* **About this task**: Copy the lines word for word. Begin at the line that contains "of the balcony" and end with the final line of the data.

________________________________________

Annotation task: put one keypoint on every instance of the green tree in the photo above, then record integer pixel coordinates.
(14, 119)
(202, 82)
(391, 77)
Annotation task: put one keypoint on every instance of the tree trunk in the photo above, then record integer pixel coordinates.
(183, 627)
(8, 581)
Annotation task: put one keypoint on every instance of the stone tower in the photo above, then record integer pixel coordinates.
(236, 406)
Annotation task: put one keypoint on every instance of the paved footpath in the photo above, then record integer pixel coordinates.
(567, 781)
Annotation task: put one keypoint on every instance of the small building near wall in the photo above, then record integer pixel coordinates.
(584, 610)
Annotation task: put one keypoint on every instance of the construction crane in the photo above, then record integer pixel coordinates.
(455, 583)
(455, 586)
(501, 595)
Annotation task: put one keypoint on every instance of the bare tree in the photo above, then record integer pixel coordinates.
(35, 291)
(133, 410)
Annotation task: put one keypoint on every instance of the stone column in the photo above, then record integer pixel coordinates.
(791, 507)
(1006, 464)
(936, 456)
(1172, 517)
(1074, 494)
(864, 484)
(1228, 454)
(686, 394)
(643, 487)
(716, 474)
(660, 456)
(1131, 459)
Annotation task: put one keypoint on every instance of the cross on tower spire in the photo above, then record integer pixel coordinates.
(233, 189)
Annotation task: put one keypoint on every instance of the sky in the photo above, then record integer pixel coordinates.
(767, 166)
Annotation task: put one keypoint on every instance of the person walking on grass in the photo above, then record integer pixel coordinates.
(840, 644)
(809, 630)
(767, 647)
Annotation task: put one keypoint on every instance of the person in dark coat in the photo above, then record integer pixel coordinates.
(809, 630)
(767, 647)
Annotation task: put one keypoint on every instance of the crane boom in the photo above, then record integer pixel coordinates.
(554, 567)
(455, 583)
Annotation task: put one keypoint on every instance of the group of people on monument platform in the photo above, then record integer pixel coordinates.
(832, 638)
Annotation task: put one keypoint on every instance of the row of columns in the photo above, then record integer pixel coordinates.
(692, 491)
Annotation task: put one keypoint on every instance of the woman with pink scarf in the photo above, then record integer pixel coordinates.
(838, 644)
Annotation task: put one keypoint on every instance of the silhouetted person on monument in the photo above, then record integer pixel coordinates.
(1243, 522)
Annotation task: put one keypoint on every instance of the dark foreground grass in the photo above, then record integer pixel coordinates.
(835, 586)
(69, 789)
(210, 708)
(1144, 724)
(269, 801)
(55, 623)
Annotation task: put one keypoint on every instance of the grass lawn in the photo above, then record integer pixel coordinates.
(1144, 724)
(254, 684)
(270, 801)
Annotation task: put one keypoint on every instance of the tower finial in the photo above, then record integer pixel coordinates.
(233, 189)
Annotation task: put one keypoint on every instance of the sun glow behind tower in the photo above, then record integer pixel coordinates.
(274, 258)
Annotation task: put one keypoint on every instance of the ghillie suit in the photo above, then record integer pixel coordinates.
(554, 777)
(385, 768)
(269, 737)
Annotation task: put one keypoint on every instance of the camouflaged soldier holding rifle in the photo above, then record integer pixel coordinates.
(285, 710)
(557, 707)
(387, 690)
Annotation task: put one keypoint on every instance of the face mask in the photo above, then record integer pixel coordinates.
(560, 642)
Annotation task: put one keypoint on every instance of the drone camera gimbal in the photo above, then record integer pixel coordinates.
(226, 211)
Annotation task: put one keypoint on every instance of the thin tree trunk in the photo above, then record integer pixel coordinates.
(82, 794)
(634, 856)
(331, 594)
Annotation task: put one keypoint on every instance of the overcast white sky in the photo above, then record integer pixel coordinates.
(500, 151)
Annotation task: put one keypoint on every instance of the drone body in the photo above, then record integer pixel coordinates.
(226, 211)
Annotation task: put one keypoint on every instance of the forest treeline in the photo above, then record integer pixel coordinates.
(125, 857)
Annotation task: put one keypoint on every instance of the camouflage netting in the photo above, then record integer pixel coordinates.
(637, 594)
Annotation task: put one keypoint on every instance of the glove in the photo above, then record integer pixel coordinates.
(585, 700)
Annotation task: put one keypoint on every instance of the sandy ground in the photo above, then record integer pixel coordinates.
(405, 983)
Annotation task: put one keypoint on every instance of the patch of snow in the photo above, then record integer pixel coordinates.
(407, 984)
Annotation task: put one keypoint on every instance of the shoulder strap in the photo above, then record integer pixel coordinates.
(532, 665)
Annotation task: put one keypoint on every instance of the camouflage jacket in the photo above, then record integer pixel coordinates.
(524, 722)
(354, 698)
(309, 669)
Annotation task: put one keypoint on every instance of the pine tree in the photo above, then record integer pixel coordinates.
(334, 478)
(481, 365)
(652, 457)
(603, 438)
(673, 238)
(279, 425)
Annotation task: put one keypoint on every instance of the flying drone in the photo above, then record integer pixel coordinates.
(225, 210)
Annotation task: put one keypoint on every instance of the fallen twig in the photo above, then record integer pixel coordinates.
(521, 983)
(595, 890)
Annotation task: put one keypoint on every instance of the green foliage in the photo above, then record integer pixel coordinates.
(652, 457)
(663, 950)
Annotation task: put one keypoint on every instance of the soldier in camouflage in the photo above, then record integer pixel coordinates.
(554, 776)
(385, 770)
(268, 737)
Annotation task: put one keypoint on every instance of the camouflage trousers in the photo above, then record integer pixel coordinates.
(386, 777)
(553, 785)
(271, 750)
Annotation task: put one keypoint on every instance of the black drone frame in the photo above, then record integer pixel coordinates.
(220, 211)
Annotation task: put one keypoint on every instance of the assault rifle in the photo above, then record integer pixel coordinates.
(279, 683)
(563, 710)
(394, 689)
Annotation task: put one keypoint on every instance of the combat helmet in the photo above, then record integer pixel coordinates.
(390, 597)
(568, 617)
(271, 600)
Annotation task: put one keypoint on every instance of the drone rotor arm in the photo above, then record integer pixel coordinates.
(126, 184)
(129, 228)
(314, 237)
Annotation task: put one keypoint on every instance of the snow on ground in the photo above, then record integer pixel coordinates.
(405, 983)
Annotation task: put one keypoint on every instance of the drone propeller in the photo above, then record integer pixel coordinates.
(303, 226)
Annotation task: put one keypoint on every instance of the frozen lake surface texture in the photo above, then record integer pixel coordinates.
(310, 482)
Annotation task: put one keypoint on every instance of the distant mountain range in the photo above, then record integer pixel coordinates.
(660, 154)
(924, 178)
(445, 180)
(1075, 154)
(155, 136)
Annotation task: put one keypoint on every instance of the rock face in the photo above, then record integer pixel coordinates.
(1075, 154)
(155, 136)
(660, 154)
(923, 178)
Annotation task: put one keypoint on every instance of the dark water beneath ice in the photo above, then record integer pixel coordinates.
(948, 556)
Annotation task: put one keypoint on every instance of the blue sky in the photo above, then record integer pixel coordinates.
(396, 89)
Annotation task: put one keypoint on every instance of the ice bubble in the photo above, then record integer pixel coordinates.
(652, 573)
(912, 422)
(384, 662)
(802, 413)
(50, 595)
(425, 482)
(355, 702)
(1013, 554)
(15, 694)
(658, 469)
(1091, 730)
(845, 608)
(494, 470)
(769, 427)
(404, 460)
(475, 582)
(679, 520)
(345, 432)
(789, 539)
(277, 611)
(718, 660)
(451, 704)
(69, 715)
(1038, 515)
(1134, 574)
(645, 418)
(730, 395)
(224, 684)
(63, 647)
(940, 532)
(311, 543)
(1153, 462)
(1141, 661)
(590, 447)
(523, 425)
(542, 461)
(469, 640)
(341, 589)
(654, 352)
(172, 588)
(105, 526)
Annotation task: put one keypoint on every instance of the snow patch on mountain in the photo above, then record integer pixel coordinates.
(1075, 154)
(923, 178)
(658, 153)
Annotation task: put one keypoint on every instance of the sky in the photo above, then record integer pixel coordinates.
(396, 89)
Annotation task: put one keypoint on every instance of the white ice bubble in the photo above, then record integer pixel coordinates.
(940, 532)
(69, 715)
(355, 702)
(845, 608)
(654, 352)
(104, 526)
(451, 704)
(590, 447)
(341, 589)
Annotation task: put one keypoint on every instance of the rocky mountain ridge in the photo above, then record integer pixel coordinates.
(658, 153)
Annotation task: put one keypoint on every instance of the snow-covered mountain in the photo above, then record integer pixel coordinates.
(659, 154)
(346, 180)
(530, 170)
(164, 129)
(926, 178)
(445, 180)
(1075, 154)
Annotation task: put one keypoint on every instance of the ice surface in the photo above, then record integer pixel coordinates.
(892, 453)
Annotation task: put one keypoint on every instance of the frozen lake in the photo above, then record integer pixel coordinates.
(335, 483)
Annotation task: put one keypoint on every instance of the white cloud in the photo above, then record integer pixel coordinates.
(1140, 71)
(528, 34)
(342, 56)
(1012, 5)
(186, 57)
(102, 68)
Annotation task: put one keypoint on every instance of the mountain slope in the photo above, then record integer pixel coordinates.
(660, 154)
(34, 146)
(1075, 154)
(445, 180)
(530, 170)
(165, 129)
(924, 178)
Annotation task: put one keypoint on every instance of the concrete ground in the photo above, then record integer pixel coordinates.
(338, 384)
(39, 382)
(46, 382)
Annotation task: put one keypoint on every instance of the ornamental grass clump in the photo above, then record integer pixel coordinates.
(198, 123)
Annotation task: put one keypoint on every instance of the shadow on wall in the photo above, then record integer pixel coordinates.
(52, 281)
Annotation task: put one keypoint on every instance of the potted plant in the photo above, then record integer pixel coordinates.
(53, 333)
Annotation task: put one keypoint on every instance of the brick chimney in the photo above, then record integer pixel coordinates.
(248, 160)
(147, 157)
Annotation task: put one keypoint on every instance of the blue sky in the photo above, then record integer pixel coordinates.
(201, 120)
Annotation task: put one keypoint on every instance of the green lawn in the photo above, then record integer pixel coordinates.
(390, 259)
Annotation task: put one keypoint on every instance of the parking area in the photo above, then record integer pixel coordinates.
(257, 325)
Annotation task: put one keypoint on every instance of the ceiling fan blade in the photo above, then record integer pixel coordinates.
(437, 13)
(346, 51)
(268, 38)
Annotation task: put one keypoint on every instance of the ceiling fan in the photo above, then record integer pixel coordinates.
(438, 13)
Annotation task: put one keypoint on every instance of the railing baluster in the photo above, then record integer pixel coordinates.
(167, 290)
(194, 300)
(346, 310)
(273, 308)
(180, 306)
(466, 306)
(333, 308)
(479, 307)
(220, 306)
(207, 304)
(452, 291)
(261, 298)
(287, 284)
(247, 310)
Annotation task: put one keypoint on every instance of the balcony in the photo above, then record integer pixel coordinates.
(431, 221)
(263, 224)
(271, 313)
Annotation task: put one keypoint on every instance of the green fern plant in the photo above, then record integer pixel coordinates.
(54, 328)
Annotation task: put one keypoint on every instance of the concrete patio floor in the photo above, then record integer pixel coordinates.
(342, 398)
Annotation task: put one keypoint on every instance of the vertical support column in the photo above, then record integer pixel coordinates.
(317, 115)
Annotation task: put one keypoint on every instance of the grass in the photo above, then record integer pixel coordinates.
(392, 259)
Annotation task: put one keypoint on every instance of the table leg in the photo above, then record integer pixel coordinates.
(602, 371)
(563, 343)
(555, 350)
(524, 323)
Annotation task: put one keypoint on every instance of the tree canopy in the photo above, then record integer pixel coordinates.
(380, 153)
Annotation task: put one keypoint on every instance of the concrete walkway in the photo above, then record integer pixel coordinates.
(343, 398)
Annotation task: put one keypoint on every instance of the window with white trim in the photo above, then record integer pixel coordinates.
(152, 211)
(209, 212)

________________________________________

* **Solution**:
Annotation task: put one keypoint on every instance of the balcony in the photo above, then record integer pixel coordinates.
(431, 221)
(263, 224)
(271, 313)
Annotation task: put one keypoint on every instance of the green fern plant in the photo above, then record integer pixel coordinates.
(54, 328)
Annotation task: put one keypoint on every instance of the concrete patio floor in the photo above, then record integer pixel coordinates.
(342, 398)
Annotation task: put one keypoint on every instance of the vertical support column in the photo above, then record integer pixel coordinates.
(317, 115)
Annotation task: put one keypoint on every instance of the grass in the photo above, then record integer pixel coordinates.
(392, 259)
Annotation task: put one keypoint on every instance of the table leg in the photo above, then record integer pixel coordinates.
(602, 371)
(563, 343)
(555, 350)
(524, 323)
Annotation task: put one keypoint on every instance of the tree canopy in the photo above, then record integer pixel coordinates.
(380, 153)
Annotation task: put one keypoint on every instance of the concrete walkway in the photo above, then record integer pixel coordinates.
(343, 398)
Annotation task: put one keypoint on every instance of the window with white trim in the photo above, then record integer pixel coordinates.
(152, 211)
(209, 212)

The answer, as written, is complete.